**Tasks for this exercise**
a - In the oriole-bench README, reproduce the passage starting at "File Purpose" and ending at "flag also available)".
b - State whether each statement agrees with the oriole-bench README, answering yes or no and quoting the deciding words: (i) The tool is designed for large AWS instances. (ii) Re-running a test overwrites the existing result file. (iii) Both --oriole-id and --pg-id must be supplied on every run.

**Document extract**
■ ■ ■ ■

Skip to content

orioledb/oriole-bench

Folders and files

NameName
Last commit message
Last commit date

Latest commit

 

History

53 Commits
 
 
 
 
 
 
 
 
 
 
 
 
 
 
 
 
 
 
 
 
 
 
 
 
 
 
 
 
 
 
 
 
 
 
 
 
 
 
 
 
 
 
 
 
 
 
 
 
 
 
 
 
 
 
 
 
 
 
 
 
 
 
 
 
 
 
 
 
 
 
 
 
 
 
 
 
 
 
 
 
 
 
 
 

Repository files navigation

oriole-bench: automated benchmarking for Postgres and OrioleDB

Drives end-to-end PG / OrioleDB benchmarks: bootstraps system + Python dependencies on a fresh Ubuntu VM, clones and builds the requested PG and OrioleDB refs, sets up the bench tools (go-tpc, optionally HammerDB and mdcallag/iibench), and runs pgbench / TPC-C (go-tpc per-statement) / TPC-C (pgbench + PL/pgSQL procedures) / TPC-C (HammerDB stored-procedure mode) / ibench. Designed for large AWS instances (c7g/c7gd-class). Mainly for internal use — use at your own risk.

What's where

File Purpose
tests.py Top-level orchestrator: bootstrap → build → prepare env → run tests
test_pgbench.py Pgbench driver (select / select_any / tpc-b / tpc-b procedure)
test_tpcc.py TPC-C driver via go-tpc (per-statement mode; --stored-procs flag also available)
test_tpcc_pgb.py TPC-C driver via pgbench + PL/pgSQL procedures
test_tpcc_hdb.py TPC-C driver via HammerDB in stored-procedure mode
test_ibench.py, run_ibench.py, report_ibench.py mdcallag ibench multi-phase workflow
common.py Shared utilities: run() wrapper, stage / log routing, ResourceMonitor, preflight, bootstrap
aggregate_resources.py Summarises ResourceMonitor JSONL files (means, growth, wait events)
postgresql.auto.conf.* Per-test, per-engine PG configs that are concatenated into the live postgresql.auto.conf
orioledb-*.sql pgbench script files (select_any9/30/50, tpc-b-procedure, prepare function)
tpcc-procs.sql Stored procedures (tpcc_new_order / payment / order_status / delivery / stock_level + tpcc_c_last helper) installed by tpcc_pgb
tpcc-{neword,payment,order-status,delivery,stock-level}.sql pgbench scripts that CALL those procedures with the spec's 45/43/4/4/4 mix

Quick start

git clone https://github.com/orioledb/oriole-bench.git
cd oriole-bench

# Compare two postgres-master refs and one orioledb build, all suites,
# using the local NVMe disk for pgdata:
./tests.py --oriole-id beta15 --pg-id REL_17_8 master \
           --tests pgbench tpcc tpcc_pgb ibench \
           --nvme --extended-logging

At least one of --oriole-id / --pg-id must be given.

Result files land in ./results/<engine>-<patch_id>-<test>[-<suffix>]. Each file starts with a timestamp header and is appended (not overwritten) on re-runs. Per-second resource samples — when --extended-logging is on — live in ./results/<engine>-<patch_id>-<test>-resources/<...>.jsonl. Use ./aggregate_resources.py 'results/*-tpcc-resources/*.jsonl' --format csv to roll them up.

■ ■ ■ ■

**Supplied information**
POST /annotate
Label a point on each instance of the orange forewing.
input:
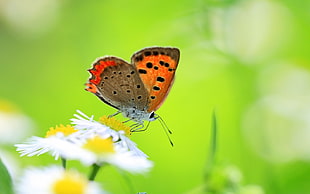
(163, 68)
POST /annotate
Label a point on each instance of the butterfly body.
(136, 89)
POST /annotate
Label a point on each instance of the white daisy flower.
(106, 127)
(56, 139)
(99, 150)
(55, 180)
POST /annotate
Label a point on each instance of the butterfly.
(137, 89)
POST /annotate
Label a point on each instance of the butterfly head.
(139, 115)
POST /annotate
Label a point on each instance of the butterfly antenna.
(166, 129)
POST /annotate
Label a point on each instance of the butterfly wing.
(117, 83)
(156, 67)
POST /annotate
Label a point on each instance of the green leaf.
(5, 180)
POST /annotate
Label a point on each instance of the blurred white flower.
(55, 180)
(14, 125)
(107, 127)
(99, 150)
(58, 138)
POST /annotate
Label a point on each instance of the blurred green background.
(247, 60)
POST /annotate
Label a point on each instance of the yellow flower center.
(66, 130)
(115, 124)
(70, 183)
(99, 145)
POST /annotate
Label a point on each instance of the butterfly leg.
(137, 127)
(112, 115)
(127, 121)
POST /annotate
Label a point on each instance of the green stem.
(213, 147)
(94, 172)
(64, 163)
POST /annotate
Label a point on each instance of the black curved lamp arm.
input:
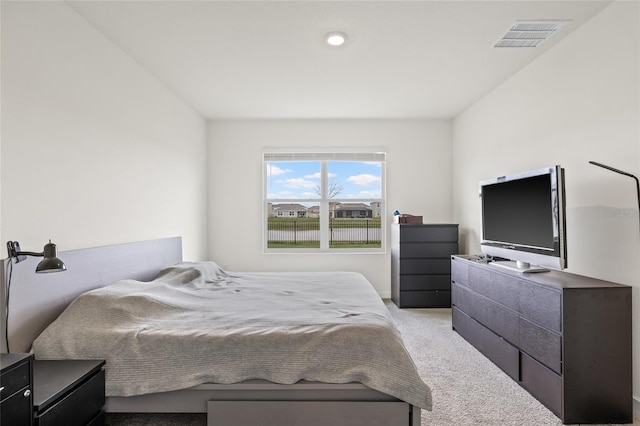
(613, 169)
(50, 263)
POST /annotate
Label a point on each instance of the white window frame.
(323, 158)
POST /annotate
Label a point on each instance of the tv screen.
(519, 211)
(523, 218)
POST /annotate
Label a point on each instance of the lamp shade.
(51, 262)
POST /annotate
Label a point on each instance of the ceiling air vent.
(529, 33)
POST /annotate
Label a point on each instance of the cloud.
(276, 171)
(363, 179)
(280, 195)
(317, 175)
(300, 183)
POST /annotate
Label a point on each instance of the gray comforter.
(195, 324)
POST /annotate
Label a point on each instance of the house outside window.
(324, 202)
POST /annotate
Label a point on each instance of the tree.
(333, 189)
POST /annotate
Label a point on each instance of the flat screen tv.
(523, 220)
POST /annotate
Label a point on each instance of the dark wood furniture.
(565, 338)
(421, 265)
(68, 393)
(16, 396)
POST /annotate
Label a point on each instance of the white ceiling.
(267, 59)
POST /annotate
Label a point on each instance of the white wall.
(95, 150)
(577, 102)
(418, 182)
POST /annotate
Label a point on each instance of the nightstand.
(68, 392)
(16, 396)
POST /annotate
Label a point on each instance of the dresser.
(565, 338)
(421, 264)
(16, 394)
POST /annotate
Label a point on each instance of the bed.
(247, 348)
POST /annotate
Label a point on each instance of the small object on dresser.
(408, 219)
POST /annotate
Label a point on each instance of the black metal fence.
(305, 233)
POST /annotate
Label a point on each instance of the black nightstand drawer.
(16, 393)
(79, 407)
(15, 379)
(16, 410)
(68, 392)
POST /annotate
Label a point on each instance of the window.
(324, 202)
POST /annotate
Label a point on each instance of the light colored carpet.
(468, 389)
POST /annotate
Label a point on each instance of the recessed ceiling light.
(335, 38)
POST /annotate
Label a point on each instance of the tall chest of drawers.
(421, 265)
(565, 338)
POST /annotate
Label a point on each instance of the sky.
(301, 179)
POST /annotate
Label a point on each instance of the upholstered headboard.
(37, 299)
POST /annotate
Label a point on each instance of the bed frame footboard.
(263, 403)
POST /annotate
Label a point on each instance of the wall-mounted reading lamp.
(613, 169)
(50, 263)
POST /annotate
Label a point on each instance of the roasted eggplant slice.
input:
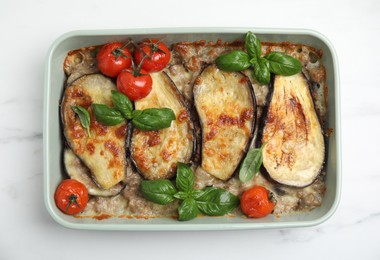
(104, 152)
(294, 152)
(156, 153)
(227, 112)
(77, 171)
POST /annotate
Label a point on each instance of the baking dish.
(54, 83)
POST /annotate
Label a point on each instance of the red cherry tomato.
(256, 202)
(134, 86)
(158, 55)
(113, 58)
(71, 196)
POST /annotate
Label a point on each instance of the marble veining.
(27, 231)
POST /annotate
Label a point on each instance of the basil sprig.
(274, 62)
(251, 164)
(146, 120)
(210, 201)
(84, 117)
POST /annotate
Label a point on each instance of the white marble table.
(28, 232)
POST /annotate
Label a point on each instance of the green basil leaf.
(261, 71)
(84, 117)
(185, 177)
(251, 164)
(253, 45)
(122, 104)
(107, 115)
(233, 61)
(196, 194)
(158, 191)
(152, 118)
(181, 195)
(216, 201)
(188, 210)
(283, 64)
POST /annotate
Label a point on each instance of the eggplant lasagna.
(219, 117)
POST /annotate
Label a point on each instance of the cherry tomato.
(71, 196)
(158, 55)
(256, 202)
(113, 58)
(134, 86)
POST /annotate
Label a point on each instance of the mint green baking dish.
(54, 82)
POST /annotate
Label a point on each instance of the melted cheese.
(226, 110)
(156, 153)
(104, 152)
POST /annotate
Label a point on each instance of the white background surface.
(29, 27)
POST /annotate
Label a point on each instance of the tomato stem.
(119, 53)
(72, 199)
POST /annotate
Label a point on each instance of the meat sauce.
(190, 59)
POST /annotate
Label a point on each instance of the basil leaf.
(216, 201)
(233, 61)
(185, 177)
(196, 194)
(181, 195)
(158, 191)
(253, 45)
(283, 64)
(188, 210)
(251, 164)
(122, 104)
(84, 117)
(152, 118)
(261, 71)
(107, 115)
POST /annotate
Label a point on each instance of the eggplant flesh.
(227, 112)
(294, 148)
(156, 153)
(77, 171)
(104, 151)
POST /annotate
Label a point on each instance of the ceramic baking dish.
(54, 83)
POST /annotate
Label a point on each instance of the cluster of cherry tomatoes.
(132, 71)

■ ■ ■ ■

**Full solutions**
a -
File Purpose
tests.py Top-level orchestrator: bootstrap → build → prepare env → run tests
test_pgbench.py Pgbench driver (select / select_any / tpc-b / tpc-b procedure)
test_tpcc.py TPC-C driver via go-tpc (per-statement mode; --stored-procs flag also available)

b -
(i) Yes: "Designed for large AWS instances (c7g/c7gd-class)."
(ii) No: "Each file starts with a timestamp header and is appended (not overwritten) on re-runs."
(iii) No: "At least one of --oriole-id / --pg-id must be given."